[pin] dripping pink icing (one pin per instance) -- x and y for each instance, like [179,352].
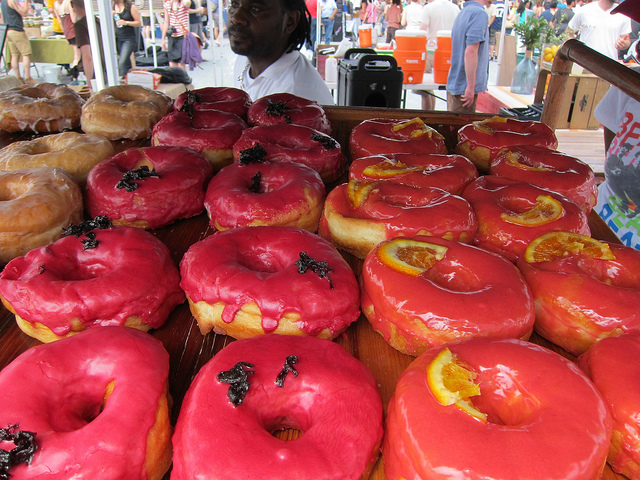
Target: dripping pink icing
[258,264]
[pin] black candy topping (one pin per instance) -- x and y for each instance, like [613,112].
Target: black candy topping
[24,448]
[99,223]
[128,179]
[238,380]
[278,109]
[327,142]
[255,154]
[288,368]
[322,269]
[255,183]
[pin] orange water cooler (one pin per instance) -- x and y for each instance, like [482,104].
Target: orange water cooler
[411,54]
[442,57]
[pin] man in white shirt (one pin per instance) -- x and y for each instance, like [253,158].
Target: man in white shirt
[600,29]
[267,34]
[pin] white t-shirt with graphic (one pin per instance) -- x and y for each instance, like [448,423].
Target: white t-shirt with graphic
[619,195]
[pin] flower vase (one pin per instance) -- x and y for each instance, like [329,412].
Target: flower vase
[525,75]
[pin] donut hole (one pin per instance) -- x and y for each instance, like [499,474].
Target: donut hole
[504,399]
[79,408]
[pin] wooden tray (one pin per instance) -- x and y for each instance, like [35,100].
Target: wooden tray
[189,350]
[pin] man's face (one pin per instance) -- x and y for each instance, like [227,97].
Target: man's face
[257,28]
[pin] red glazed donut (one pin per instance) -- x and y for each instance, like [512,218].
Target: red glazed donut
[357,218]
[481,141]
[109,276]
[295,143]
[544,420]
[97,404]
[511,214]
[250,281]
[448,172]
[613,364]
[584,294]
[149,187]
[551,170]
[422,292]
[283,108]
[326,393]
[382,136]
[281,193]
[226,99]
[209,132]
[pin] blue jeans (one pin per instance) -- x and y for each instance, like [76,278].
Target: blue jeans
[327,23]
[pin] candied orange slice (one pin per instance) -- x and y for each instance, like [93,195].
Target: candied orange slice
[411,257]
[358,191]
[421,129]
[452,382]
[386,169]
[554,245]
[547,209]
[513,159]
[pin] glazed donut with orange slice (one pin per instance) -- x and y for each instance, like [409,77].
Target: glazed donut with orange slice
[226,99]
[108,388]
[211,133]
[96,275]
[510,409]
[256,386]
[293,143]
[511,214]
[381,136]
[255,280]
[448,172]
[358,216]
[584,290]
[279,193]
[421,292]
[286,108]
[149,187]
[613,364]
[551,170]
[481,141]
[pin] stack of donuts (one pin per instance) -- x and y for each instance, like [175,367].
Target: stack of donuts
[462,252]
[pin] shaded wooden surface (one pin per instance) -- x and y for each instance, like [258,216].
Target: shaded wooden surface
[189,350]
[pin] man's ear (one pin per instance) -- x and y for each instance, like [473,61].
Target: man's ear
[291,19]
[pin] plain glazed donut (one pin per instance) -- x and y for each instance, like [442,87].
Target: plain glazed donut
[149,187]
[551,170]
[209,132]
[280,193]
[481,141]
[613,364]
[301,383]
[523,412]
[249,281]
[511,214]
[94,276]
[41,108]
[422,292]
[584,290]
[451,173]
[294,143]
[225,99]
[382,136]
[97,405]
[124,112]
[37,205]
[76,153]
[283,108]
[357,218]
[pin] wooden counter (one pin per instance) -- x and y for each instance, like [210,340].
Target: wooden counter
[189,350]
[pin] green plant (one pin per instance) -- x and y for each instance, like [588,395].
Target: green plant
[533,32]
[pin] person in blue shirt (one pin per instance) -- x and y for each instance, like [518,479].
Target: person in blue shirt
[469,73]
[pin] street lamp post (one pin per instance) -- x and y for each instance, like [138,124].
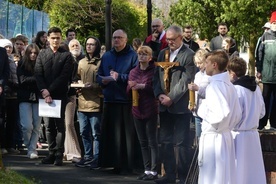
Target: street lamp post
[108,24]
[149,11]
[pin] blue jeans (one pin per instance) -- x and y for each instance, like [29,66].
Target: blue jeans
[30,122]
[147,134]
[90,130]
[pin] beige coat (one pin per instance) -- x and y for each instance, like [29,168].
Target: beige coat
[89,99]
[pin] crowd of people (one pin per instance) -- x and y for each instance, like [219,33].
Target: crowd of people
[134,100]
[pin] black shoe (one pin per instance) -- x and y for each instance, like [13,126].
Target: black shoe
[58,161]
[150,177]
[94,165]
[142,176]
[164,180]
[181,182]
[75,160]
[50,159]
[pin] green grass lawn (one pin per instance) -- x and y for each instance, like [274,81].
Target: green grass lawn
[11,177]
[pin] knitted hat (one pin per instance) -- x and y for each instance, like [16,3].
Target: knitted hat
[273,17]
[5,42]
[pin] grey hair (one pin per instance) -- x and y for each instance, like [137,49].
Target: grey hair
[176,29]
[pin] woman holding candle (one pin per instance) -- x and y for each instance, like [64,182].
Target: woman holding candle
[145,111]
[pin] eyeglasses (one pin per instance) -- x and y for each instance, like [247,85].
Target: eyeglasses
[153,26]
[143,54]
[117,37]
[172,39]
[90,44]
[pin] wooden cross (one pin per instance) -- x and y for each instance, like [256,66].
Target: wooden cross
[166,65]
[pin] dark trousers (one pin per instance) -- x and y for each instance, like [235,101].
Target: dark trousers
[2,122]
[269,90]
[147,134]
[55,132]
[12,115]
[174,131]
[117,147]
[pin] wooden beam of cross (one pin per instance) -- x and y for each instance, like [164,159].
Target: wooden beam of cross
[166,65]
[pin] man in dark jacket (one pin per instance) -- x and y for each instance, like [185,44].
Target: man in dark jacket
[216,42]
[4,74]
[174,113]
[266,71]
[157,40]
[187,38]
[53,70]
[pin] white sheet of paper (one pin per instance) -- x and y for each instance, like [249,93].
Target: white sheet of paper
[108,78]
[51,110]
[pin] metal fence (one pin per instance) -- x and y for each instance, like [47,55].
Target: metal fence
[17,19]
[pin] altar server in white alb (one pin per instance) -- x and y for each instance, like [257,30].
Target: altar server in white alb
[249,158]
[220,111]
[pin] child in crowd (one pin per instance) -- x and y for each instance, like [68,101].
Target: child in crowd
[249,159]
[220,111]
[199,86]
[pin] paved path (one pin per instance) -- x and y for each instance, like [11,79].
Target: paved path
[66,174]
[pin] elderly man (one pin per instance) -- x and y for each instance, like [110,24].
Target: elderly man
[157,40]
[187,38]
[216,42]
[266,71]
[72,149]
[174,113]
[53,71]
[70,35]
[117,128]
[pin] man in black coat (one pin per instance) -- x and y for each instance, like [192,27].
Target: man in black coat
[53,71]
[4,74]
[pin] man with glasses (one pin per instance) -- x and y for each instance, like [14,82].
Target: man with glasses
[117,124]
[157,40]
[216,42]
[187,38]
[173,106]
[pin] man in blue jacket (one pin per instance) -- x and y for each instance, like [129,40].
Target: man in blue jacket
[117,124]
[53,71]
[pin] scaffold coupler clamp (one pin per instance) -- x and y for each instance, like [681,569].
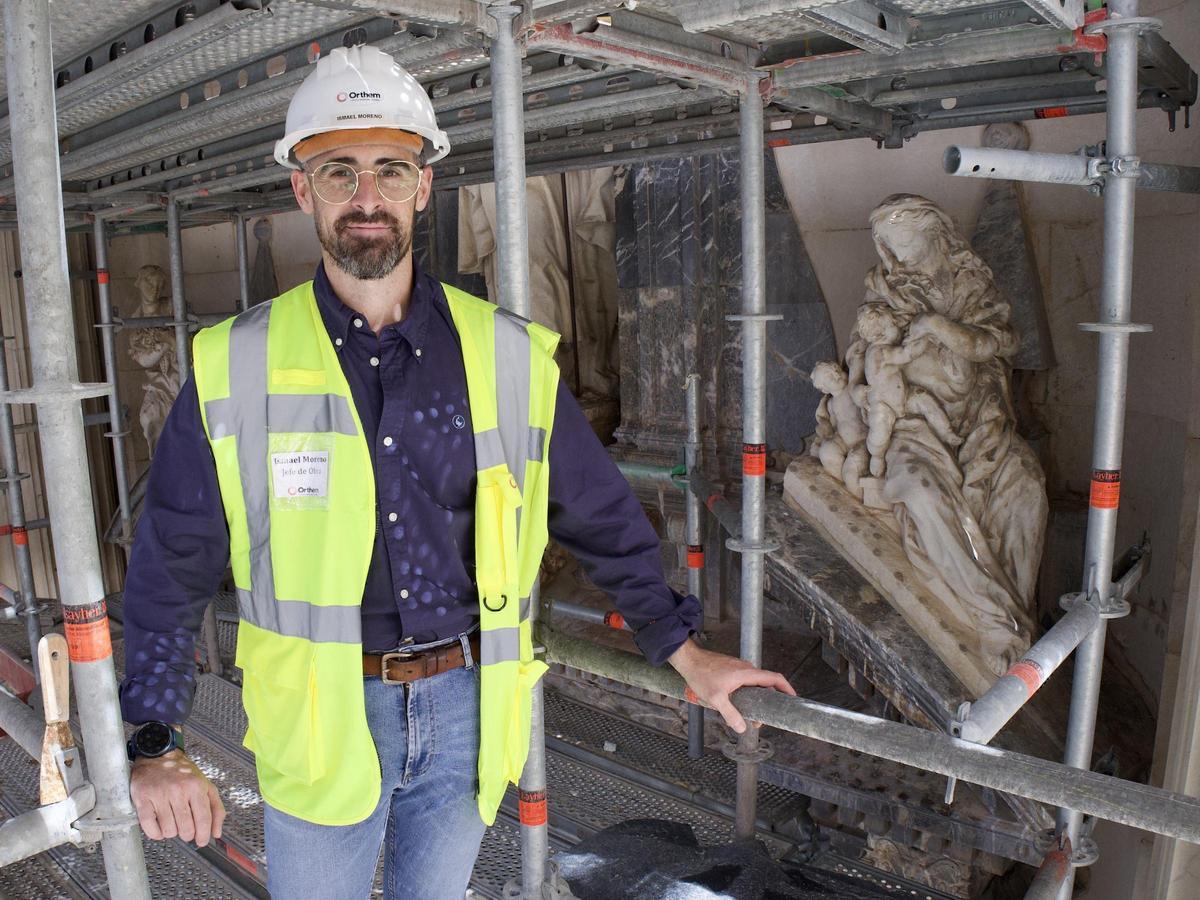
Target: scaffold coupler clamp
[960,717]
[1055,840]
[553,887]
[761,751]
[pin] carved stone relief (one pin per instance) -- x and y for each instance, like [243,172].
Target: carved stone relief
[919,426]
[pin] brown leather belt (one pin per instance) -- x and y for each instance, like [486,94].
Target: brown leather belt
[405,667]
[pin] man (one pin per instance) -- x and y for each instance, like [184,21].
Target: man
[381,457]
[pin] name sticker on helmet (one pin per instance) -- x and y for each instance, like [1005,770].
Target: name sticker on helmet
[359,95]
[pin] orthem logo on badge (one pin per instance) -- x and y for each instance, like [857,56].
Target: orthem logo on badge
[300,474]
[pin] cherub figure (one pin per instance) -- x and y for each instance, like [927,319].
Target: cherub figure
[840,426]
[886,396]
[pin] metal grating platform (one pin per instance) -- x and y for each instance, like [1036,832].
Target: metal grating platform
[174,870]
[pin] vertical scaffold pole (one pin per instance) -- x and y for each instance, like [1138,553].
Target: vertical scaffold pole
[695,540]
[1114,328]
[239,229]
[513,275]
[108,342]
[750,751]
[178,298]
[35,151]
[12,480]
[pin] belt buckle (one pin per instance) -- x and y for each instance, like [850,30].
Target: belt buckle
[384,659]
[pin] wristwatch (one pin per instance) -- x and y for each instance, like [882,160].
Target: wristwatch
[154,739]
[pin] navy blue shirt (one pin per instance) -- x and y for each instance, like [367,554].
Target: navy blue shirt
[409,388]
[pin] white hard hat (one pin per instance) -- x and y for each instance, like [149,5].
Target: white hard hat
[359,88]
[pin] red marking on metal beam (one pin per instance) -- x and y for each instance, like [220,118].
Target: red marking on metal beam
[1093,43]
[87,629]
[1030,673]
[532,808]
[239,858]
[1105,489]
[754,460]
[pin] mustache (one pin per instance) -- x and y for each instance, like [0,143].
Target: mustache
[361,219]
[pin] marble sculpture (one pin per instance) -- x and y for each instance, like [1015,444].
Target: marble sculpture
[154,349]
[919,425]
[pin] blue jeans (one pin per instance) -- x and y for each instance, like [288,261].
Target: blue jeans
[427,738]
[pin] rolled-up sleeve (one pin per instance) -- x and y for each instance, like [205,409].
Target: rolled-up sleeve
[595,516]
[180,552]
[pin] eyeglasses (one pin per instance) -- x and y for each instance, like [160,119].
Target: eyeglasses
[336,183]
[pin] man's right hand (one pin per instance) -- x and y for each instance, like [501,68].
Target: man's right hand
[174,799]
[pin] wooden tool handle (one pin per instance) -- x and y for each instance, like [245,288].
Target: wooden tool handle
[53,661]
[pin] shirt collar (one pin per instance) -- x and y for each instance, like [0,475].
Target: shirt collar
[339,317]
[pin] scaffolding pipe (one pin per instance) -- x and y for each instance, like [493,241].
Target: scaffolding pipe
[513,274]
[695,541]
[19,721]
[46,827]
[17,525]
[239,229]
[1060,168]
[178,299]
[754,431]
[609,618]
[1013,690]
[39,185]
[1110,401]
[108,343]
[1129,803]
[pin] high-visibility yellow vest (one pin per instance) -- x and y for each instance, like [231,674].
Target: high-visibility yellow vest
[299,496]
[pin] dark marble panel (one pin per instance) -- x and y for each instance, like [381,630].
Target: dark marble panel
[701,197]
[1002,238]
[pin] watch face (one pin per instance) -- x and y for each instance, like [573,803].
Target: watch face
[153,739]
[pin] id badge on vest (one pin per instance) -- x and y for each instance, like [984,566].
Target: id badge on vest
[300,471]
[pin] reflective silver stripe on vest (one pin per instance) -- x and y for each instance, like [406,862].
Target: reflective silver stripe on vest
[490,448]
[251,413]
[499,645]
[510,443]
[299,618]
[310,413]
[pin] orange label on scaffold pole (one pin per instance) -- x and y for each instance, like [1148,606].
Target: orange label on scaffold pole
[1030,672]
[532,808]
[1105,489]
[87,630]
[754,460]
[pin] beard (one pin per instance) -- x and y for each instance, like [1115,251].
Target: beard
[365,258]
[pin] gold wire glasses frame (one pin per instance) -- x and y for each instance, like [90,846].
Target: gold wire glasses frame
[336,183]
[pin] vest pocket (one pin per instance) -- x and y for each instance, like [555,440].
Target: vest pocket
[281,711]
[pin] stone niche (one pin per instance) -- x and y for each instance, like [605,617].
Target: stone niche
[679,276]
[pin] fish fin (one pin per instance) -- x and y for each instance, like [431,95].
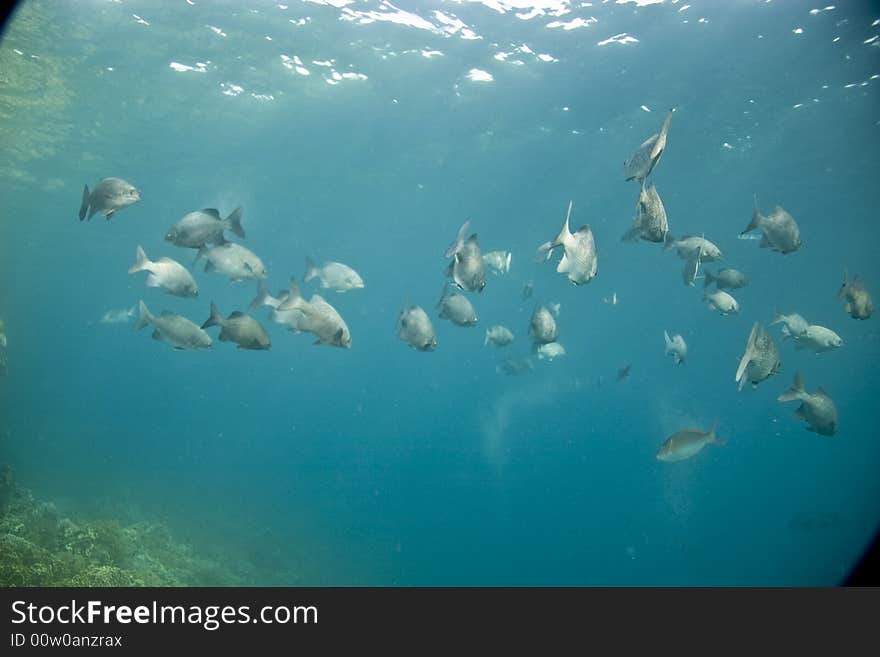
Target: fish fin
[234,220]
[747,356]
[795,392]
[85,204]
[311,270]
[145,316]
[216,319]
[141,262]
[455,247]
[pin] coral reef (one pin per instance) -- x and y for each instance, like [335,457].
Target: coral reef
[40,547]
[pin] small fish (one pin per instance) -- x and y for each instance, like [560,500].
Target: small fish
[580,261]
[858,303]
[781,231]
[202,227]
[498,262]
[414,327]
[542,327]
[316,316]
[690,247]
[166,273]
[687,443]
[233,260]
[650,223]
[760,360]
[793,325]
[498,335]
[550,350]
[174,330]
[726,279]
[643,161]
[245,331]
[675,346]
[466,268]
[818,338]
[117,316]
[333,276]
[456,308]
[722,302]
[817,409]
[108,196]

Your goal:
Starting at the line that contains "[pin] high-visibility yellow", retype each line through the final one in the listing, with both ends kept and the pictures omitted.

Result of this task:
[pin] high-visibility yellow vest (one pin per instance) -- x and y for each instance, like [231,674].
Target: high-visibility yellow vest
[299,496]
[pin] dark marble panel (one pin per instance) -- x and y for each instance, like [381,630].
Target: dark marble panel
[701,197]
[1002,238]
[pin] watch face (one pin per instance) -- x and y for each instance, like [573,803].
Target: watch face
[153,739]
[pin] id badge on vest (one pin per instance) -- x and y for each instance, like [984,566].
Target: id badge on vest
[300,471]
[pin] reflective silver stripe on vest (one pin per instance) -- x and y for each instance, like [406,862].
Target: reflective silver stripe on vest
[490,448]
[251,413]
[499,645]
[510,443]
[299,618]
[310,413]
[pin] orange label on scaffold pole (one pin per instance) -- x and y for each instance, like [1148,606].
Target: orange label on scaffold pole
[1030,672]
[532,808]
[1105,489]
[87,630]
[754,460]
[pin] beard (one pin per instance) -- x and y for each instance, like [1115,251].
Target: beard
[365,258]
[pin] gold wire glasses frame (one pin per instance) -- x and y for each instance, like [90,846].
Target: gold wire glasses frame
[336,183]
[pin] vest pocket (one pin per instance) -- x and y for each instance, like [555,440].
Target: vest pocket
[281,711]
[pin] stone niche (one pin per instance) -- x and y for each instance, like [605,617].
Target: stone niche
[679,276]
[pin] fish fin (one pin per instance) -- x and y for each instance, like [431,95].
Target: fish fin
[234,220]
[747,356]
[795,392]
[85,204]
[311,270]
[145,316]
[216,319]
[141,262]
[455,247]
[pin] coral reef (one pin per instance) -- x and y for each instance, like [335,457].
Target: coral reef
[40,547]
[pin] small fish (one pin per instance) -- x and y for each instance, like [560,500].
Target: small fish
[580,261]
[858,303]
[781,231]
[202,227]
[498,262]
[414,327]
[542,327]
[316,316]
[690,247]
[166,273]
[687,443]
[233,260]
[650,223]
[760,360]
[793,325]
[498,335]
[550,350]
[174,330]
[726,279]
[643,161]
[245,331]
[675,346]
[466,268]
[818,338]
[117,316]
[333,276]
[456,308]
[722,302]
[817,409]
[108,196]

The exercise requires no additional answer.